= Texto de leitura =
No entanto, quando pensamos na história do Acre, explorada por anos a partir
da extração do látex, que organizou o território com base em ciclos de exploração
econômica, provocando profundas desigualdades sociais e marcas duradouras nas
políticas públicas da região,
na falta de formação formal na área da Dança, mesmo
na capital, nas dificuldades geográficas que inviabilizam a participação em
atualizações teórico-práticas para dança, e que envolvem também questões
éticas, no custo amazônico e nas dificuldades econômicas da maioria dos
fazedores de dança do estado, compreendemos que qualquer julgamento
comparativo seria perverso e até ingênuo. Corroborando esse pensamento,
Fabiana Britto (2001, p. 11) afirma que se trata de “[...] um outro modo de lidar com
a coisa mapeada, sem julgá-la pelo que é, mas apenas reconhecendo-a como
exemplo de possibilidades viáveis ao seu contexto”.

= Material =
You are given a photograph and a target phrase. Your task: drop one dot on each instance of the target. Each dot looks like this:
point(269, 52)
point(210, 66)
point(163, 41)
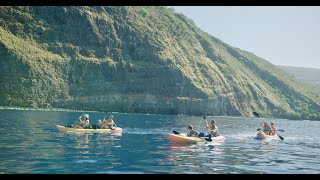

= Tarefa 1 =
Quais fatores o texto sobre a dança no Acre enumera antes de concluir que qualquer julgamento comparativo seria perverso e até ingênuo?
= Tarefa 2 =
Continue o texto sobre a dança no Acre a partir do ponto em que ele termina.
Os dados acima provêm de uma fonte diferente da do texto.

= Resposta 1 =
- A história do Acre, explorada por anos a partir da extração do látex
- A falta de formação formal na área da Dança, mesmo na capital
- As dificuldades geográficas que inviabilizam a participação em atualizações teórico-práticas para dança
- O custo amazônico
- As dificuldades econômicas da maioria dos fazedores de dança do estado

= Resposta 2 =
Nesse ínterim, oito meses depois da celeuma envolvendo o bloqueio dos
vídeos por questões de autoria, precisamente no dia 22 de abril de 2016, o Governo
do estado do Acre, por meio da Fundação Elias Mansour (FEM), abriu o edital
denominado Jamaxi Cultural com o objetivo de fomentar a circulação de produtos
artísticos prontos. Esse edital, cujo auxílio financeiro foi oriundo do Fundo Nacional
de Cultura, contribuiu para a troca de experiências e o intercâmbio entre artistas
e comunidade em geral, envolvendo as áreas de Teatro, Dança, Música e Artes
Visuais.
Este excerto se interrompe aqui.